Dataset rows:
=-=-=

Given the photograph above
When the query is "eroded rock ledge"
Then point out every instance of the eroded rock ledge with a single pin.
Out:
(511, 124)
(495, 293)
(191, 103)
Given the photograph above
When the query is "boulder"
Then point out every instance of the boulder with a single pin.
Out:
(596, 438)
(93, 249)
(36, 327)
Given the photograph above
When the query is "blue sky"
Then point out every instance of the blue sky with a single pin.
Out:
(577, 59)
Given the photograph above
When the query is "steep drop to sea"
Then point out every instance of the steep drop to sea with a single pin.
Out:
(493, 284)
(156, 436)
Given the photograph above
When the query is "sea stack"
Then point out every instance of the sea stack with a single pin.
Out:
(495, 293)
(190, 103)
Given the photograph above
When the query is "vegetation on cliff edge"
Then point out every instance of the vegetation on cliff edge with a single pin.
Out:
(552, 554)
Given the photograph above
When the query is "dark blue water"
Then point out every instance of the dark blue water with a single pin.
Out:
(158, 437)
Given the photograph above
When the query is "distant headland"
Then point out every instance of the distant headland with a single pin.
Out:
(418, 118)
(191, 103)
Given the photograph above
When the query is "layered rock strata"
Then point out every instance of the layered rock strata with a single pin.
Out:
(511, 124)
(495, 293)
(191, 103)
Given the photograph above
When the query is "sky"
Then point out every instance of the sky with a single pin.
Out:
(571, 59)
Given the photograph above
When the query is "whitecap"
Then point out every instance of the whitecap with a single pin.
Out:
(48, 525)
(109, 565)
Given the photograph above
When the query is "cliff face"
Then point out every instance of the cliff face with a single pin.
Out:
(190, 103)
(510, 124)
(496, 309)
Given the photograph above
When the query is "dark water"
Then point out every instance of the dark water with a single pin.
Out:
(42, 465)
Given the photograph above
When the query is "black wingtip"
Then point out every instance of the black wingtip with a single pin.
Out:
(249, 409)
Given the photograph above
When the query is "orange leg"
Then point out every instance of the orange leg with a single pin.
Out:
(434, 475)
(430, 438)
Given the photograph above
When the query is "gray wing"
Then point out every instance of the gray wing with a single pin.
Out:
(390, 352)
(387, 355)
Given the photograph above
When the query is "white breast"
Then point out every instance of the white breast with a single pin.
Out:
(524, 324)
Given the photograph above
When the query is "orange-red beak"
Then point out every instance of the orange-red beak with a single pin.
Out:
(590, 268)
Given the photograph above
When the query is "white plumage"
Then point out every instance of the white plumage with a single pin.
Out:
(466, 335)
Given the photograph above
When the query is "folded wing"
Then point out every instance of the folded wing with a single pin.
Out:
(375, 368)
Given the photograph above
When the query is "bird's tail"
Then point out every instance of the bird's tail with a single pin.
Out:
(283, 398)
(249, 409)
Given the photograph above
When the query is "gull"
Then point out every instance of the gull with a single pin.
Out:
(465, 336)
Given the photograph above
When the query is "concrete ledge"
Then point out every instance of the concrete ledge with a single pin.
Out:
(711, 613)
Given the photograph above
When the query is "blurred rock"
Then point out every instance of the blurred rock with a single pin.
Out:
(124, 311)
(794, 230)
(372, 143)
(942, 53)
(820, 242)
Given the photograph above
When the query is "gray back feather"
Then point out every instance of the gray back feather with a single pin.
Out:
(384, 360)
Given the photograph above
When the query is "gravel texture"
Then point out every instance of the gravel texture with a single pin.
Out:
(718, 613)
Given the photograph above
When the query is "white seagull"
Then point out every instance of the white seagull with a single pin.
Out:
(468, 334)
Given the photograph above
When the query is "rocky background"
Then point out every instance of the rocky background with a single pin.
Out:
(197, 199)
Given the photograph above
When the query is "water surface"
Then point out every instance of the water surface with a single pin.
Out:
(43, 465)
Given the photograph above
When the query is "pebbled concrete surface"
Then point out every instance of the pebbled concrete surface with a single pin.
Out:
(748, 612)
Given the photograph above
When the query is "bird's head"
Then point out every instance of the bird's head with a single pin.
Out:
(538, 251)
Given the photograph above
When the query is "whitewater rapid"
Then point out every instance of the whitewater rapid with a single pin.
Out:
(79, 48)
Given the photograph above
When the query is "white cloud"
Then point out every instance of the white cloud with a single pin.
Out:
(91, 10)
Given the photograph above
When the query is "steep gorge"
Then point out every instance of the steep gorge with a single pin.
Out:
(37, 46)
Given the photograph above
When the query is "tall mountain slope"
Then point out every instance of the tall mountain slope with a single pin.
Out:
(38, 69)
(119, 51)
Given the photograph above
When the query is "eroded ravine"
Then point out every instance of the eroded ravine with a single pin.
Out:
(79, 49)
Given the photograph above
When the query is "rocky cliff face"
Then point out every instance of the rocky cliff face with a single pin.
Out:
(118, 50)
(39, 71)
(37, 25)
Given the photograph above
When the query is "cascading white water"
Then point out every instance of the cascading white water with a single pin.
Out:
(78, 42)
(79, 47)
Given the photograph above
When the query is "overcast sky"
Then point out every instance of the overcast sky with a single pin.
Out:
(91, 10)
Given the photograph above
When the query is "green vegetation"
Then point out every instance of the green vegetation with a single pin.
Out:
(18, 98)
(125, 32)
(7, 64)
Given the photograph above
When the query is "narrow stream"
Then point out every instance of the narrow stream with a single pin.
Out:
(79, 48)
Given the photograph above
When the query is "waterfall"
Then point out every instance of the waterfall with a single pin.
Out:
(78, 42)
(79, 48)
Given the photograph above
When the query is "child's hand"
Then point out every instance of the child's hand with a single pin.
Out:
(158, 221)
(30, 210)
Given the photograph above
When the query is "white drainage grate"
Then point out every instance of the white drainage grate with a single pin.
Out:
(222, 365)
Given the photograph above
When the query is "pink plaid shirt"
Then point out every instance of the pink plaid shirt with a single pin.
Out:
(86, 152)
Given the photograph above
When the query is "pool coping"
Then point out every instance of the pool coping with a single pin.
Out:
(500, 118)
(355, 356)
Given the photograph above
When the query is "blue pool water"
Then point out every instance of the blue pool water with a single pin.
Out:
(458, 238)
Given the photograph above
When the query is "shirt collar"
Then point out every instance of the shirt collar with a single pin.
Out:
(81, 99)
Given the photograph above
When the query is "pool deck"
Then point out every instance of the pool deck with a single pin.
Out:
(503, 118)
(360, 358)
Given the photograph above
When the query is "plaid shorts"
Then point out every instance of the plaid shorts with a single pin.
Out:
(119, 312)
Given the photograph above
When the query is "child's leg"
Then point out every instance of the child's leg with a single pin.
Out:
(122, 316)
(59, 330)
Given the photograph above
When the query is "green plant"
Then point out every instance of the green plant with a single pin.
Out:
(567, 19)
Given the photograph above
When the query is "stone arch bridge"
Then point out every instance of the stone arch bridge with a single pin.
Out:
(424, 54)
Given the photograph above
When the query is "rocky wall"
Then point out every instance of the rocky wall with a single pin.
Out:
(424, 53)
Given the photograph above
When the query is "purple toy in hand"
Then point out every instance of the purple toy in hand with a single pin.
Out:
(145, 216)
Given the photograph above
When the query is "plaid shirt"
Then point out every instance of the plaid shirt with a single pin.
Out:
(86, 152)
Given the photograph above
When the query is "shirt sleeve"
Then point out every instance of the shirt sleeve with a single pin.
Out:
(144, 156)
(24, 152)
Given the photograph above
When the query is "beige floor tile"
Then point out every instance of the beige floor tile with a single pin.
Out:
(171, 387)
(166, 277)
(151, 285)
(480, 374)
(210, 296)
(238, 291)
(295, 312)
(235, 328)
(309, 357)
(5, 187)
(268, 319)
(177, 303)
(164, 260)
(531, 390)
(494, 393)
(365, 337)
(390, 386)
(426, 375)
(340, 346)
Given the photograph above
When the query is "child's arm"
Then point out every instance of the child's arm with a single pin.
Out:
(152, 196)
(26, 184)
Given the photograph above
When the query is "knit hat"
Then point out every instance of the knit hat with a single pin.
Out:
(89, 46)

=-=-=

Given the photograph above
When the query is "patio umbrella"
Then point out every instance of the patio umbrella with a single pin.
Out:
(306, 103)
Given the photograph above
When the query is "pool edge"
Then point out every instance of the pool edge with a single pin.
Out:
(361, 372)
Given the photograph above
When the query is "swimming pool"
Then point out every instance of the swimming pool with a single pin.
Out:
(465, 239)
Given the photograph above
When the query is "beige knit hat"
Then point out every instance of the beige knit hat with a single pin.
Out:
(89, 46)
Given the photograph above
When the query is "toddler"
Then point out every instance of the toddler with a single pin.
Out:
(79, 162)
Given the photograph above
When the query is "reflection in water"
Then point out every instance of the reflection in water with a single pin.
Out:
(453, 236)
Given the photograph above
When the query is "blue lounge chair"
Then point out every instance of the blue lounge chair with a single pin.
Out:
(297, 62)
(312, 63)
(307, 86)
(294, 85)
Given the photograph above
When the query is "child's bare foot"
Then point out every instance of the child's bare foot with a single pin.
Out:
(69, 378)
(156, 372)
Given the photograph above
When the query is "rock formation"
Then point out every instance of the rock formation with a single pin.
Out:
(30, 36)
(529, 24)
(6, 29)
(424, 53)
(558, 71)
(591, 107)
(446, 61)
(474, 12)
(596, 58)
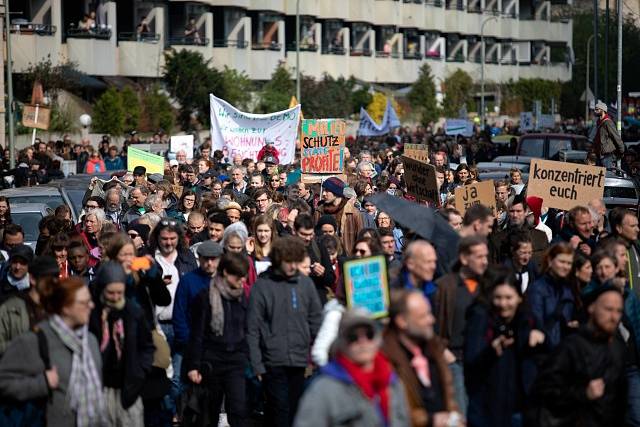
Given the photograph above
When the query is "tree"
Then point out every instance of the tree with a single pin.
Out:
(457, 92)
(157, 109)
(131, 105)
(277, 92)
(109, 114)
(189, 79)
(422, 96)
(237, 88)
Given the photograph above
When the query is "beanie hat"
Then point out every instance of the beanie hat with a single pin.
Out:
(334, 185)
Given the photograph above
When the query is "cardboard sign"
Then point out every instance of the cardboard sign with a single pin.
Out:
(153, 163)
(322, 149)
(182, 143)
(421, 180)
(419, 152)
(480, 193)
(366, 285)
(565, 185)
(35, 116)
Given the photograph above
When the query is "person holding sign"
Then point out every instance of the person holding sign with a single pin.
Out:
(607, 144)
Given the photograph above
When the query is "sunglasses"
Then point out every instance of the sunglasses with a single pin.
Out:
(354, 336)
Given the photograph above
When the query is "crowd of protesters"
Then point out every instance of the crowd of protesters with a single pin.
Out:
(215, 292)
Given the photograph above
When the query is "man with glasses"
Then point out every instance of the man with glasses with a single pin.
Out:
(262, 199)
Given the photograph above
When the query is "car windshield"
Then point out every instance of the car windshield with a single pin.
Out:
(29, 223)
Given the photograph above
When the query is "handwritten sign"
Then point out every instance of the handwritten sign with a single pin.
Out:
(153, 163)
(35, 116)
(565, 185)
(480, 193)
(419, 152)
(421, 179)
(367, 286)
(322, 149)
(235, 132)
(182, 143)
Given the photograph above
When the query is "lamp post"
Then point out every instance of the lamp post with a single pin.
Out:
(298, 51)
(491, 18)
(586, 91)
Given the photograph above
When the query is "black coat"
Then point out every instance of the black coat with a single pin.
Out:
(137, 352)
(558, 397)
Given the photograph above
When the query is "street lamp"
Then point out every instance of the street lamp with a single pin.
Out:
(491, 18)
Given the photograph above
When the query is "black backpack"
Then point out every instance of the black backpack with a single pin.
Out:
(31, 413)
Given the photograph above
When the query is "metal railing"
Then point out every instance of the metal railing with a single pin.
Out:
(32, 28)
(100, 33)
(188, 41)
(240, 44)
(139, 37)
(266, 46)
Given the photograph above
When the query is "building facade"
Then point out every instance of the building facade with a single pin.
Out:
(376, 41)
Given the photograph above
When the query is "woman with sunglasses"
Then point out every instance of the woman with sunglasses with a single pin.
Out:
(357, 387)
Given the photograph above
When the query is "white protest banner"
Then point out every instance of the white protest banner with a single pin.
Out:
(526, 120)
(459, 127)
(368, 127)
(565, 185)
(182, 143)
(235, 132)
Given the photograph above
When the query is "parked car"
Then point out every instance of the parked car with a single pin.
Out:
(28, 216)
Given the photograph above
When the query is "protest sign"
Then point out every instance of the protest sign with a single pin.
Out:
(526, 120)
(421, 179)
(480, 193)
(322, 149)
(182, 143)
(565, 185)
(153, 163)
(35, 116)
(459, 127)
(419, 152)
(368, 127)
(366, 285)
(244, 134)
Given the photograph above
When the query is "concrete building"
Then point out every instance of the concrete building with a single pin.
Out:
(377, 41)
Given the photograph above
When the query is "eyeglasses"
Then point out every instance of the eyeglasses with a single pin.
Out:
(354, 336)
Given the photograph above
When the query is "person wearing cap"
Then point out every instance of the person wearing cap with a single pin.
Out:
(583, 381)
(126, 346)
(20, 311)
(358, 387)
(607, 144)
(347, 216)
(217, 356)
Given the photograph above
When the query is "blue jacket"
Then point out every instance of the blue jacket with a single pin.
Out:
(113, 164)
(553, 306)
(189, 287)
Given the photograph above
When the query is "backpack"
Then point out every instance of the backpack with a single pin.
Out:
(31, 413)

=-=-=

Task directions:
Count the lines of the material above that contain the string "holding". Reply with the number alone.

Output for this exercise:
2